# Written instruction
Substitute "evergreen tree" for "conifer tree" throughout the records below, and reproduce every record otherwise unchanged. Omit the pictures from the answer.

# Material to process
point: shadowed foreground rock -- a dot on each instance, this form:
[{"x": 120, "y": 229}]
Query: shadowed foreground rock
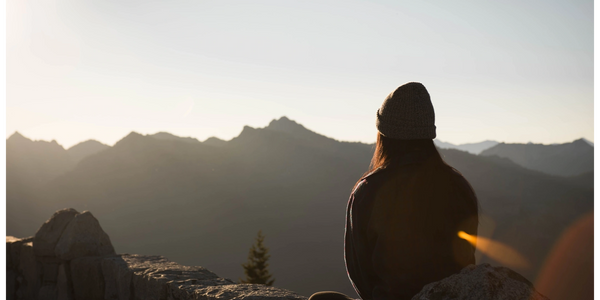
[
  {"x": 85, "y": 266},
  {"x": 481, "y": 282}
]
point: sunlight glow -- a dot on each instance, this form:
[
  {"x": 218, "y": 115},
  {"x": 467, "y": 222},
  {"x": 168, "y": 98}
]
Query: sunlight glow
[{"x": 496, "y": 251}]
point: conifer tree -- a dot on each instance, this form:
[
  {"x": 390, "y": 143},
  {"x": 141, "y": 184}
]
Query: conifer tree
[{"x": 256, "y": 269}]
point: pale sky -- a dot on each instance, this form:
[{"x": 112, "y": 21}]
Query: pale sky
[{"x": 510, "y": 71}]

# Task answer
point: shadowed foreground rock -- a dot on each instance, this form:
[{"x": 120, "y": 229}]
Query: shadowed foreground rock
[
  {"x": 85, "y": 266},
  {"x": 481, "y": 282}
]
point: sunlight glow -- a dot on each instance, this form:
[
  {"x": 218, "y": 115},
  {"x": 467, "y": 222},
  {"x": 168, "y": 98}
]
Query: sunlight glow
[{"x": 496, "y": 251}]
point: evergreen tree -- a dot on each instance, this form:
[
  {"x": 390, "y": 143},
  {"x": 141, "y": 184}
]
Query: evergreen tree
[{"x": 256, "y": 269}]
point: pale sky -- a dot on each instance, this form:
[{"x": 112, "y": 21}]
Query: pale sky
[{"x": 510, "y": 71}]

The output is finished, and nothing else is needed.